提示された依頼 1: 下のスライバ供給クリールに関する抜粋によると、クリールパイプの回動範囲の下限を与える部材は何ですか。

選択した抜粋:
═══
説明

スライバ供給クリール

【課題】クリールガイドの床面からの高さが容易に調整可能なスライバ供給クリールを提供する。
【解決手段】スライバ供給クリール100は、ケンス80より供給されるスライバ81を案内するクリールガイド30,40と、クリールガイド30,40を装着するクリールパイプ10と、床に対して固定され、クリールパイプ10の一端部を回動自在に支持し、クリールパイプ10を上下回動自在とする支持部20と、クリールパイプ10に当接してクリールパイプ10の回動範囲の下限を与える制止部材60と、回動範囲の下限よりもクリールパイプ10が上方にあるときに、クリールパイプ10の他端部を載せて支持するための支持部材50と、を有するものである。

【発明の詳細な説明】
【技術分野】
【0001】
本発明は、紡績機や精紡機にスライバを供給するスライバ供給クリールの技術に関する。
【背景技術】
【0002】
従来、紡績機の後方に配置されたケンスからスライバをクリールガイドを介して上方に引き上げ、その後水平方向へ案内しながら紡績機に供給するスライバ供給クリールの技術は公知となっている(特許文献1、2参照)。
═══
保存データ:
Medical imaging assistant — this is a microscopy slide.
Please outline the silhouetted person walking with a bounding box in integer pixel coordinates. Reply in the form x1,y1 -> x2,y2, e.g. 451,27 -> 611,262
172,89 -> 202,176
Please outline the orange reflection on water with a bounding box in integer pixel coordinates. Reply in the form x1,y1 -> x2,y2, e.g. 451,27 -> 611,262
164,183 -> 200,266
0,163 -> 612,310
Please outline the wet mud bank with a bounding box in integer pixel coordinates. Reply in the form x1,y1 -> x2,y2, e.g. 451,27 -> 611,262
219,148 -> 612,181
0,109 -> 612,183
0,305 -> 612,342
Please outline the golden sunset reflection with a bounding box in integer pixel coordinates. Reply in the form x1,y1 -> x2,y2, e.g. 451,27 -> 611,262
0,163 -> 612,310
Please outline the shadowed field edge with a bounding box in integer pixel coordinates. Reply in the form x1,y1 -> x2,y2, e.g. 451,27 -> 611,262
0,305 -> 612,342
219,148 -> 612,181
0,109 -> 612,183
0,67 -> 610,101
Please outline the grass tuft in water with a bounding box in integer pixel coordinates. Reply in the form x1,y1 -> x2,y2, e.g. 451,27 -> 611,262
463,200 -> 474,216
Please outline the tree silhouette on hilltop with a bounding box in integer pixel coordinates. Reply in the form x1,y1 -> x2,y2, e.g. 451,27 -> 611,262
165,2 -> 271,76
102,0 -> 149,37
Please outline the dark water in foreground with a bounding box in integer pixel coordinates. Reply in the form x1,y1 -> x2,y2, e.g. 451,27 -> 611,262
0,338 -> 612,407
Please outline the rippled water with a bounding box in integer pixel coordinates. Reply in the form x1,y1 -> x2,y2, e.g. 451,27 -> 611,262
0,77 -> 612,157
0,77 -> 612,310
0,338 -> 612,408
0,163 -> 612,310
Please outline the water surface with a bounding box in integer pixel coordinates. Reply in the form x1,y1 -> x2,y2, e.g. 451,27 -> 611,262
═══
提示された依頼 2: 上の保存データの行を一つ残らず、変更を加えずに引用してください。

正しい答え 1: 制止部材60です。

正しい答え 2:
Medical imaging assistant — this is a microscopy slide.
Please outline the silhouetted person walking with a bounding box in integer pixel coordinates. Reply in the form x1,y1 -> x2,y2, e.g. 451,27 -> 611,262
172,89 -> 202,176
Please outline the orange reflection on water with a bounding box in integer pixel coordinates. Reply in the form x1,y1 -> x2,y2, e.g. 451,27 -> 611,262
164,183 -> 200,266
0,163 -> 612,310
Please outline the wet mud bank with a bounding box in integer pixel coordinates. Reply in the form x1,y1 -> x2,y2, e.g. 451,27 -> 611,262
219,148 -> 612,181
0,109 -> 612,183
0,305 -> 612,342
Please outline the golden sunset reflection with a bounding box in integer pixel coordinates. Reply in the form x1,y1 -> x2,y2, e.g. 451,27 -> 611,262
0,163 -> 612,310
Please outline the shadowed field edge with a bounding box in integer pixel coordinates. Reply in the form x1,y1 -> x2,y2, e.g. 451,27 -> 611,262
0,305 -> 612,342
219,148 -> 612,181
0,109 -> 612,183
0,67 -> 610,101
Please outline the grass tuft in water with a bounding box in integer pixel coordinates. Reply in the form x1,y1 -> x2,y2, e.g. 451,27 -> 611,262
463,200 -> 474,216
Please outline the tree silhouette on hilltop with a bounding box in integer pixel coordinates. Reply in the form x1,y1 -> x2,y2, e.g. 451,27 -> 611,262
165,2 -> 271,76
102,0 -> 149,37
Please outline the dark water in foreground with a bounding box in integer pixel coordinates. Reply in the form x1,y1 -> x2,y2, e.g. 451,27 -> 611,262
0,338 -> 612,407
Please outline the rippled water with a bounding box in integer pixel coordinates. Reply in the form x1,y1 -> x2,y2, e.g. 451,27 -> 611,262
0,77 -> 612,157
0,77 -> 612,310
0,338 -> 612,408
0,163 -> 612,310
Please outline the water surface with a bounding box in integer pixel coordinates. Reply in the form x1,y1 -> x2,y2, e.g. 451,27 -> 611,262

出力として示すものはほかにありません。